Reproduce sin cambios las líneas que comienzan en la que contiene "Segment the target" y siguen hasta la que contiene "box: [207, 191, 428, 364]", ambas incluidas.

(Extractos de un conjunto de datos)
↓
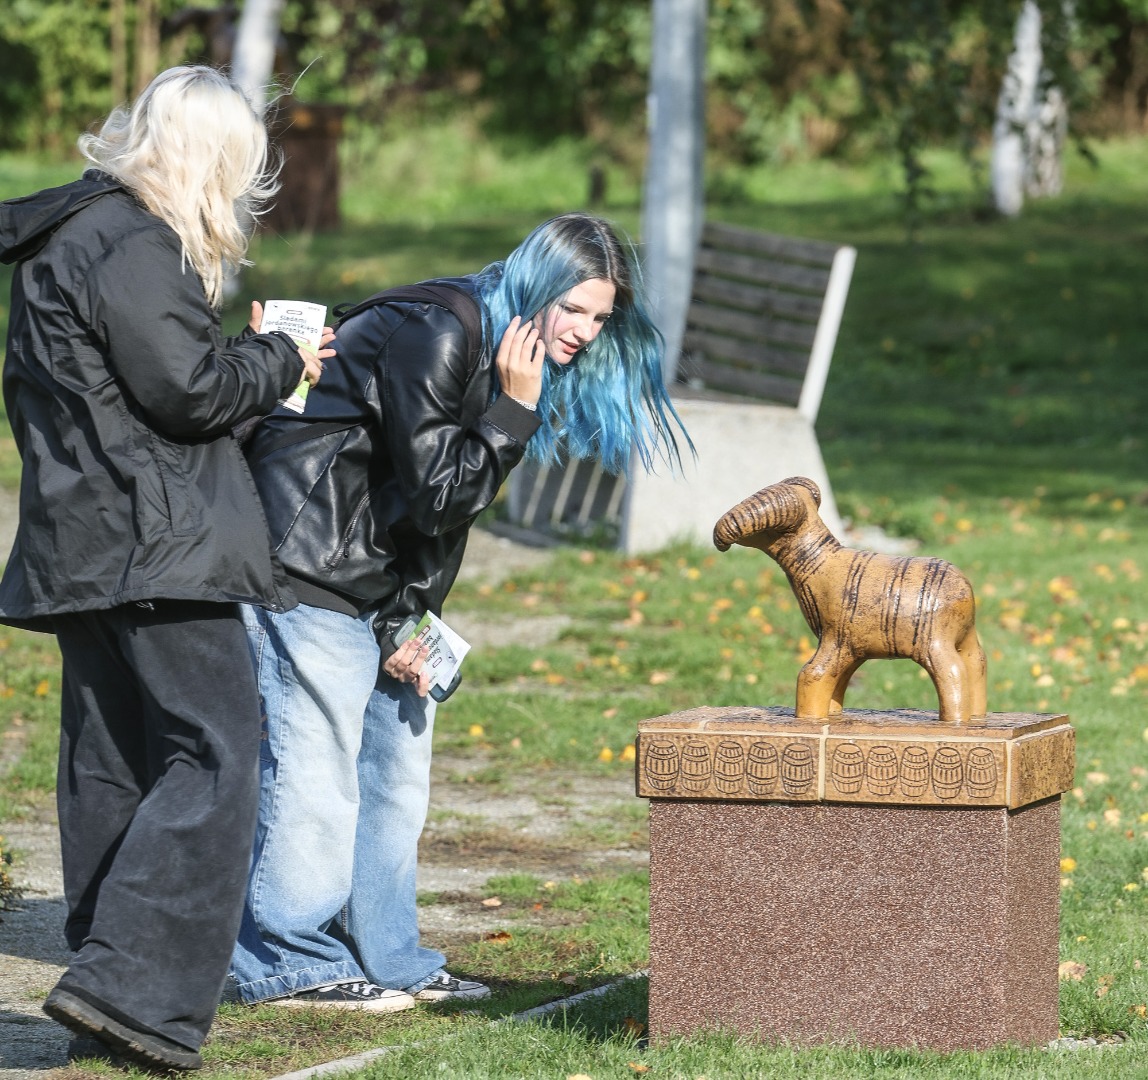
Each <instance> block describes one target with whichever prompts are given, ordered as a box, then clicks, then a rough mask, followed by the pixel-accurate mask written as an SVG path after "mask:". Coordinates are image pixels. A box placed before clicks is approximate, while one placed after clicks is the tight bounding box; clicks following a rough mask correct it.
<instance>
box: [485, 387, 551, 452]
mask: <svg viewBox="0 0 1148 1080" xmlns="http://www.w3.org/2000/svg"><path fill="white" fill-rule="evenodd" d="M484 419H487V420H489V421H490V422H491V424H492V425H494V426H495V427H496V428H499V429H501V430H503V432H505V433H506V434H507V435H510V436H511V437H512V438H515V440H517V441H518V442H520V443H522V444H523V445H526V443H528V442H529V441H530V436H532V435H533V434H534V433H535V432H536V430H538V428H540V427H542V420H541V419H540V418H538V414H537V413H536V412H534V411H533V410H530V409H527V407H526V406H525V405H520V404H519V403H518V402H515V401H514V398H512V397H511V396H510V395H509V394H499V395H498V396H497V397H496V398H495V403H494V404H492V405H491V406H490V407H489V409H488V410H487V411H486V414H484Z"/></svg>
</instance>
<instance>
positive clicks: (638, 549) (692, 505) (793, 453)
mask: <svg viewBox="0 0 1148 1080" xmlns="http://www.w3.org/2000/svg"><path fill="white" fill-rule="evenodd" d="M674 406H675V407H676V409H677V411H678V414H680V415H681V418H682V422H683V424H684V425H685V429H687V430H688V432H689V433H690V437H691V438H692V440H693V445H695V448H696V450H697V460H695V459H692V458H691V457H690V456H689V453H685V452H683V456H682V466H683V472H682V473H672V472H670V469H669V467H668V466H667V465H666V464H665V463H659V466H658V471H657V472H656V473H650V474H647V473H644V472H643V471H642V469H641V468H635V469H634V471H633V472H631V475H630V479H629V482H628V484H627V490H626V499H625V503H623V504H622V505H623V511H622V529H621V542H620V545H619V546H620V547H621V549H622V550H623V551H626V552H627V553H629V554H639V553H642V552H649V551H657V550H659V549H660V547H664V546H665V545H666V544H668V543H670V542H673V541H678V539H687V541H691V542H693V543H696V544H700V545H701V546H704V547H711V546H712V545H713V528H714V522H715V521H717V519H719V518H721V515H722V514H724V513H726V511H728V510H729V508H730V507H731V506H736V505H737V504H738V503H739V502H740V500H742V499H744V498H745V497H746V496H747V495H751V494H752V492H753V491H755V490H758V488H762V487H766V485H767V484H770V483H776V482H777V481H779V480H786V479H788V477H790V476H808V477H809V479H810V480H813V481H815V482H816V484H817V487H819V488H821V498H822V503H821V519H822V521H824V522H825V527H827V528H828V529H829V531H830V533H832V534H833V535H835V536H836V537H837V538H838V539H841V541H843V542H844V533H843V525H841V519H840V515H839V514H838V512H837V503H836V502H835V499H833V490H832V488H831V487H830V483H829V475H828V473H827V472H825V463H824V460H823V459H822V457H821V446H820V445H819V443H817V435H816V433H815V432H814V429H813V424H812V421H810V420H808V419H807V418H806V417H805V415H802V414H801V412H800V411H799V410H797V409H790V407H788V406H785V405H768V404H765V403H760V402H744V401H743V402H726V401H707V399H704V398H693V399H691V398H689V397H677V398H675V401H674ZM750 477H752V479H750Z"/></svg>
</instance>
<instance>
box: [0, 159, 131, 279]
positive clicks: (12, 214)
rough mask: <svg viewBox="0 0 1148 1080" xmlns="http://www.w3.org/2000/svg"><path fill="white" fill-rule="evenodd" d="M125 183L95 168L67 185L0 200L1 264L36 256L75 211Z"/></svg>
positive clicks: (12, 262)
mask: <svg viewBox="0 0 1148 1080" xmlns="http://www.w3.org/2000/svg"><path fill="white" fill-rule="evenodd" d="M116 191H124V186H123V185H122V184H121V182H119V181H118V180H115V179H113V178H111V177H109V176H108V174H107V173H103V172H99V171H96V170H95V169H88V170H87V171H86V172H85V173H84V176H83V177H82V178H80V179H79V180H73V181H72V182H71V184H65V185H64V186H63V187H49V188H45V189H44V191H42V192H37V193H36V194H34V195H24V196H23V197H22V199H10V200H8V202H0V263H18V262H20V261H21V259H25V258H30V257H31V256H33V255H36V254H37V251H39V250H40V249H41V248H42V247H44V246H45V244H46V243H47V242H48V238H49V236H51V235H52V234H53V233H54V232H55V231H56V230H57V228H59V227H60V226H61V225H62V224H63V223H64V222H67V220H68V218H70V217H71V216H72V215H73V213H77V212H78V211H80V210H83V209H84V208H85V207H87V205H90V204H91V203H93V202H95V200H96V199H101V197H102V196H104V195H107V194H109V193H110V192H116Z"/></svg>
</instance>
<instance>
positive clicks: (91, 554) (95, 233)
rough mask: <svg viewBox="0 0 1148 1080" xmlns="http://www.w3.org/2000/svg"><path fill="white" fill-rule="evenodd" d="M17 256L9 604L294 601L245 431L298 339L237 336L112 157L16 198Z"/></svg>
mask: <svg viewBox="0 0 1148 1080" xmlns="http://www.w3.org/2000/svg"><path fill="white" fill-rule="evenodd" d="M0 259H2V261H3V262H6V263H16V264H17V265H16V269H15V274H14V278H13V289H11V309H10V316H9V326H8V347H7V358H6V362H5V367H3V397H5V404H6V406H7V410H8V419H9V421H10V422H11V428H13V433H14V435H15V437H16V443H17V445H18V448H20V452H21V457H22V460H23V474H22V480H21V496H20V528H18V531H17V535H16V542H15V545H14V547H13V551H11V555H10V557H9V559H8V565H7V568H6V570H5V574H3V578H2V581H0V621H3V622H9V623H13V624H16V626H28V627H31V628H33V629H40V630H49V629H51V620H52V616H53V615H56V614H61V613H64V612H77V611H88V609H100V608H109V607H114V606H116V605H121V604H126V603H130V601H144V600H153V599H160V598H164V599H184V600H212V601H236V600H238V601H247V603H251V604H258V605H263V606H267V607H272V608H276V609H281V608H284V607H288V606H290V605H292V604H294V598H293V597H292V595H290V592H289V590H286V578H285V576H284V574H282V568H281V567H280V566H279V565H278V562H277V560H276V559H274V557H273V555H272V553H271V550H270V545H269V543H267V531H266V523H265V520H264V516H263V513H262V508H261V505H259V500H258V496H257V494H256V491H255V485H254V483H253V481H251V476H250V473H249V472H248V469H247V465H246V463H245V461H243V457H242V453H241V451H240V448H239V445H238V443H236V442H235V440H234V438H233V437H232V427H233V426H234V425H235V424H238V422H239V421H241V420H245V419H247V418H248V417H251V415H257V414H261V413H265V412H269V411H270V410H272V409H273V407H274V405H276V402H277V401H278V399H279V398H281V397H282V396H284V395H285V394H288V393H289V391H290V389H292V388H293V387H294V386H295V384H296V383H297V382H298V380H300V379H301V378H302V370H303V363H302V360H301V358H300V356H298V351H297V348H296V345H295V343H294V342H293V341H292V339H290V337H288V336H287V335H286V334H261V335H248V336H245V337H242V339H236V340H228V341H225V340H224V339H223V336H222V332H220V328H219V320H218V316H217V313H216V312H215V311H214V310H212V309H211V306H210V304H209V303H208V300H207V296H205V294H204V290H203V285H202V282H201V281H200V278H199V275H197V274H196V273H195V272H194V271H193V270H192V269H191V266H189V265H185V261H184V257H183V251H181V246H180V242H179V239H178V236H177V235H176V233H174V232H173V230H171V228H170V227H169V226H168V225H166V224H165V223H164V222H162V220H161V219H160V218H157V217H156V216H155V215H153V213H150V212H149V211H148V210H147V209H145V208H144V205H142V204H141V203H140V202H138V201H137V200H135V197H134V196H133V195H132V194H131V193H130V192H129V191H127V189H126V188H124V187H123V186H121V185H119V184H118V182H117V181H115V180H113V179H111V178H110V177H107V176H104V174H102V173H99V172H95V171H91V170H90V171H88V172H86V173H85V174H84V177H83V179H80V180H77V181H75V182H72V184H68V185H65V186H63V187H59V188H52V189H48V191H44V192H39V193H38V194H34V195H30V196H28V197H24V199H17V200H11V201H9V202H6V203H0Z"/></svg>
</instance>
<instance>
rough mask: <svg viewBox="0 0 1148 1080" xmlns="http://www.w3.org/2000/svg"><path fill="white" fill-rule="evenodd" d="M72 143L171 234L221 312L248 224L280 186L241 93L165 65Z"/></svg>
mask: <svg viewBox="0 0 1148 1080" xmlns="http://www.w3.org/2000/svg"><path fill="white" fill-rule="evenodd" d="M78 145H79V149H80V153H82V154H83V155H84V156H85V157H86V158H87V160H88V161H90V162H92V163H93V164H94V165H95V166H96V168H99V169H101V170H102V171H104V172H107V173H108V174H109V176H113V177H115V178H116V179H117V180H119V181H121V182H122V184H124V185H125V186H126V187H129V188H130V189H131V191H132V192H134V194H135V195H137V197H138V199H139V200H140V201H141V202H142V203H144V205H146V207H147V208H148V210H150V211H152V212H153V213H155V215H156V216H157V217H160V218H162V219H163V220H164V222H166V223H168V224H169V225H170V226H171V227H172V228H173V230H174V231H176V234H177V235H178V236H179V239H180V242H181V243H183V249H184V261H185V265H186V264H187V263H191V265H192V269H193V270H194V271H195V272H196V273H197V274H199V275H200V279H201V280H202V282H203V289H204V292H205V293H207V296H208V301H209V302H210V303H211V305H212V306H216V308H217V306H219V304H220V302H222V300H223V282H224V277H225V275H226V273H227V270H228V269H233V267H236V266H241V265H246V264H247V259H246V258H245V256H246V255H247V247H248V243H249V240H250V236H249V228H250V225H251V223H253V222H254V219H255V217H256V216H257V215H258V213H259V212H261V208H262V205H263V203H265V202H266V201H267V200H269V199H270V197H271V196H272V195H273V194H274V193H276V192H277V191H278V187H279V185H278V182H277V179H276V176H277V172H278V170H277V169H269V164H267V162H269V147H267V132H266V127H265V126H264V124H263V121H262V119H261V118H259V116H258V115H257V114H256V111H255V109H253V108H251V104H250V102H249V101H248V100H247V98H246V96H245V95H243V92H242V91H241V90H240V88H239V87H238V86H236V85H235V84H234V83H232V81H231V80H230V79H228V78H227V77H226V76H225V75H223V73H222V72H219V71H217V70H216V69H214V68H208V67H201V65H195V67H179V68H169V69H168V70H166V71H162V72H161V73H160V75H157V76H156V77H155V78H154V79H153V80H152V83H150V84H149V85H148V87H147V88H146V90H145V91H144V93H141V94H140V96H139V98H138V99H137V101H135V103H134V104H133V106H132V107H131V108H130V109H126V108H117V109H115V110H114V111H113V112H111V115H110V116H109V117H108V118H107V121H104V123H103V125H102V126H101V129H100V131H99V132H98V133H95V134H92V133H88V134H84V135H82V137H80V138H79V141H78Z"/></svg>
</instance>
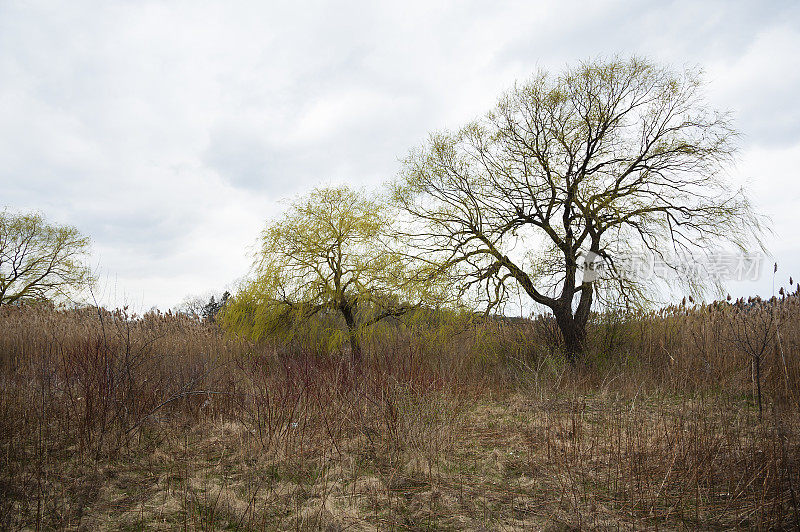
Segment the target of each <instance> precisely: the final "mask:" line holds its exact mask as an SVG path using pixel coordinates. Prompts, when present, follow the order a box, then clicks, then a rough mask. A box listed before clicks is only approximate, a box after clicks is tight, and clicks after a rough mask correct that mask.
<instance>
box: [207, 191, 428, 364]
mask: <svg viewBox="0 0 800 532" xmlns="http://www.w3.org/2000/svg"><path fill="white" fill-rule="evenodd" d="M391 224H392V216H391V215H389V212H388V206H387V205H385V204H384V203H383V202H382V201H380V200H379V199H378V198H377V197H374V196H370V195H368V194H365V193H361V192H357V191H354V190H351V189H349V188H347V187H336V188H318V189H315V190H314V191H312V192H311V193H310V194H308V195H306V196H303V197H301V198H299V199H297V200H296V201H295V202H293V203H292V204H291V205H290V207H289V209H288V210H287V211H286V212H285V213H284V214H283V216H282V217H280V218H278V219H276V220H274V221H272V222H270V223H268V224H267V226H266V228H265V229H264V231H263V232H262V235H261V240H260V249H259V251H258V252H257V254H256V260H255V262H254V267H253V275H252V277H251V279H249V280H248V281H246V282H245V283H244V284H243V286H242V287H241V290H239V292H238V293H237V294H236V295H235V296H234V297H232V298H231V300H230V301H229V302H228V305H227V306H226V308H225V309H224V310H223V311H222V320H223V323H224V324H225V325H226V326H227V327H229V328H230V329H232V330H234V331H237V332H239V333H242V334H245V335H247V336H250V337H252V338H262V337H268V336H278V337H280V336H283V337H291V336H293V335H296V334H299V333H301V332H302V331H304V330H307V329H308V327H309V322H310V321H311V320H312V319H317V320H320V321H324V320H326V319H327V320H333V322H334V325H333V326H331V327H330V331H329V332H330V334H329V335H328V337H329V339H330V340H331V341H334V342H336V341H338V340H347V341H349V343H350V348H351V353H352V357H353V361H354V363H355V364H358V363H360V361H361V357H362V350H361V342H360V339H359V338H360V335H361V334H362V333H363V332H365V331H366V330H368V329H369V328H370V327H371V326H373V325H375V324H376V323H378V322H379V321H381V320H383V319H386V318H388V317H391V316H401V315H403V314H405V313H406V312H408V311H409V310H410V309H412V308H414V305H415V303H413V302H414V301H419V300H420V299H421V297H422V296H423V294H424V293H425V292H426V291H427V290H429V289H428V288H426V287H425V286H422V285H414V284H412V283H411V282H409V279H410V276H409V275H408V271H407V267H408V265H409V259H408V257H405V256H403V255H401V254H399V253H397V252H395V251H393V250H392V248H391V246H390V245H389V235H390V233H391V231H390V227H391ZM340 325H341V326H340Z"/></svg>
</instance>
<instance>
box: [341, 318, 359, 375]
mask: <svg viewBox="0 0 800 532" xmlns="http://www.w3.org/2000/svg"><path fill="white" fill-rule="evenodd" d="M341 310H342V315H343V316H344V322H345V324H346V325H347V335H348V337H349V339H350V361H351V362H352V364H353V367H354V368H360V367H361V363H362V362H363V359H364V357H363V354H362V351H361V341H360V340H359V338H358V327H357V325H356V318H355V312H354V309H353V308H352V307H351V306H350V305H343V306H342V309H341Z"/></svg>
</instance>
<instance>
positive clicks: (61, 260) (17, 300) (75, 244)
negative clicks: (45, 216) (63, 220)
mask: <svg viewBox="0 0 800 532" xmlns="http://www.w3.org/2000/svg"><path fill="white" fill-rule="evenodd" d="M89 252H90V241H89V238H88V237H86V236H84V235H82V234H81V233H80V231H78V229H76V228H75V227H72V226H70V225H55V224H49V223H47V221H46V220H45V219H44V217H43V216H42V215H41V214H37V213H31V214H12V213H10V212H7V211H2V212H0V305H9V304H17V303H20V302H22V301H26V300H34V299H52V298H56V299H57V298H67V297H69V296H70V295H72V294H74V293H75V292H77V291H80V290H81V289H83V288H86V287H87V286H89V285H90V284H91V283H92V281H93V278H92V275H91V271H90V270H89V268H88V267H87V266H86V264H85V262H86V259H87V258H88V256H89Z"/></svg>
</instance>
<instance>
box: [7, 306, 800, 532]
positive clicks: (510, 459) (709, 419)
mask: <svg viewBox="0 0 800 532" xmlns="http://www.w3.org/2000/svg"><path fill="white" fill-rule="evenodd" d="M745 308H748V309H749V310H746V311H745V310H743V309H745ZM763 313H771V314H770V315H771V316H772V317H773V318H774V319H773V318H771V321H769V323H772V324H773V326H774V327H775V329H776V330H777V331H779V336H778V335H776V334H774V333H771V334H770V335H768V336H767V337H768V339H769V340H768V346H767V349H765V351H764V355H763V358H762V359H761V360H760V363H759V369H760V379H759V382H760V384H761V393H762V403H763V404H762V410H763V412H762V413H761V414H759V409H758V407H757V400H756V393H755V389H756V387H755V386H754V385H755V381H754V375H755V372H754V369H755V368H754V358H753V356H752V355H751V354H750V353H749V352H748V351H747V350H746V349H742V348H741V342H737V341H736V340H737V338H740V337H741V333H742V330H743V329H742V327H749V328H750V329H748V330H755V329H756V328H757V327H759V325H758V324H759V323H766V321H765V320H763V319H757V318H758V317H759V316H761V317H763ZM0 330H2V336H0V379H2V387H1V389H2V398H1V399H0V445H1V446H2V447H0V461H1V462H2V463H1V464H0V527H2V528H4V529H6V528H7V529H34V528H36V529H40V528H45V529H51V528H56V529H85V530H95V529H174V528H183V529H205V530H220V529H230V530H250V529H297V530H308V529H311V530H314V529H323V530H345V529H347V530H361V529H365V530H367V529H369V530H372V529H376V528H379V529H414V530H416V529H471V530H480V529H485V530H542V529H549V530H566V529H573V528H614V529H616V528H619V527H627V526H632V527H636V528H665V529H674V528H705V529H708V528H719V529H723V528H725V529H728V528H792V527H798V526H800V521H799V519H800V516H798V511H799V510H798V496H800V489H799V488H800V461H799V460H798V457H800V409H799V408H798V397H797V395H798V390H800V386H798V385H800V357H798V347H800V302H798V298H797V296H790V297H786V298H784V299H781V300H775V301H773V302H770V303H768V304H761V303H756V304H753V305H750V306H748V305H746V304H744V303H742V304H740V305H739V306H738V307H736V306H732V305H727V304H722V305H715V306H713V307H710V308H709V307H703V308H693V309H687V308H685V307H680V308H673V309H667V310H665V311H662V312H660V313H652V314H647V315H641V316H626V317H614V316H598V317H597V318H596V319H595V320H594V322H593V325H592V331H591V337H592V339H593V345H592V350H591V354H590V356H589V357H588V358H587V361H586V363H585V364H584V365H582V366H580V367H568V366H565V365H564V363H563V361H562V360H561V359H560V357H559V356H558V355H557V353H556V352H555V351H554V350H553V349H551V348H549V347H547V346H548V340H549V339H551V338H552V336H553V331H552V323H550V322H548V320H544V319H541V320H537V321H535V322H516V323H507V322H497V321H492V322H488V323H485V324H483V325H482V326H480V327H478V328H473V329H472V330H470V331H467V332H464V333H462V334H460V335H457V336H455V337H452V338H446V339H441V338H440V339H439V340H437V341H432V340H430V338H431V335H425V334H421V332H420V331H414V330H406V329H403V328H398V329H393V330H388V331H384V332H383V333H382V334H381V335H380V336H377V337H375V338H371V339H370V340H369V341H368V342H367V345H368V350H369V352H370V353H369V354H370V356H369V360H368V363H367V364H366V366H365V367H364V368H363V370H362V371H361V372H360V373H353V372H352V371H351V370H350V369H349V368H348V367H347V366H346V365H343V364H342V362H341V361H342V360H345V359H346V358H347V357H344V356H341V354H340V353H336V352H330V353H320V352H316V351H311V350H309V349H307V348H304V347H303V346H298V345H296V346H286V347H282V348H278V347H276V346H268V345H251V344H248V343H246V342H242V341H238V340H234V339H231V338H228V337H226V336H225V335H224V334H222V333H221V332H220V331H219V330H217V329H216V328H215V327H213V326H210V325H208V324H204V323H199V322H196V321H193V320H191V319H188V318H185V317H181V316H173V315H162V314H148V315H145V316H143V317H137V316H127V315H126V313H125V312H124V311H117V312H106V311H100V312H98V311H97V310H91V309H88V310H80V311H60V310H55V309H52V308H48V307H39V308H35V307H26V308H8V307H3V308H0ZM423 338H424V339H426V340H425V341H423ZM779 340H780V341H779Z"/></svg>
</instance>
↑
= Respuesta escrita =
Segment the target of each <instance> precisely: the final "mask:" line holds its exact mask as an SVG path using pixel coordinates. Prompts, when present, follow the order a box, then clicks, then a rough mask. A box listed before clicks is only approximate, a box after clicks is tight, and clicks after a rough mask correct that mask.
<instance>
box: [207, 191, 428, 364]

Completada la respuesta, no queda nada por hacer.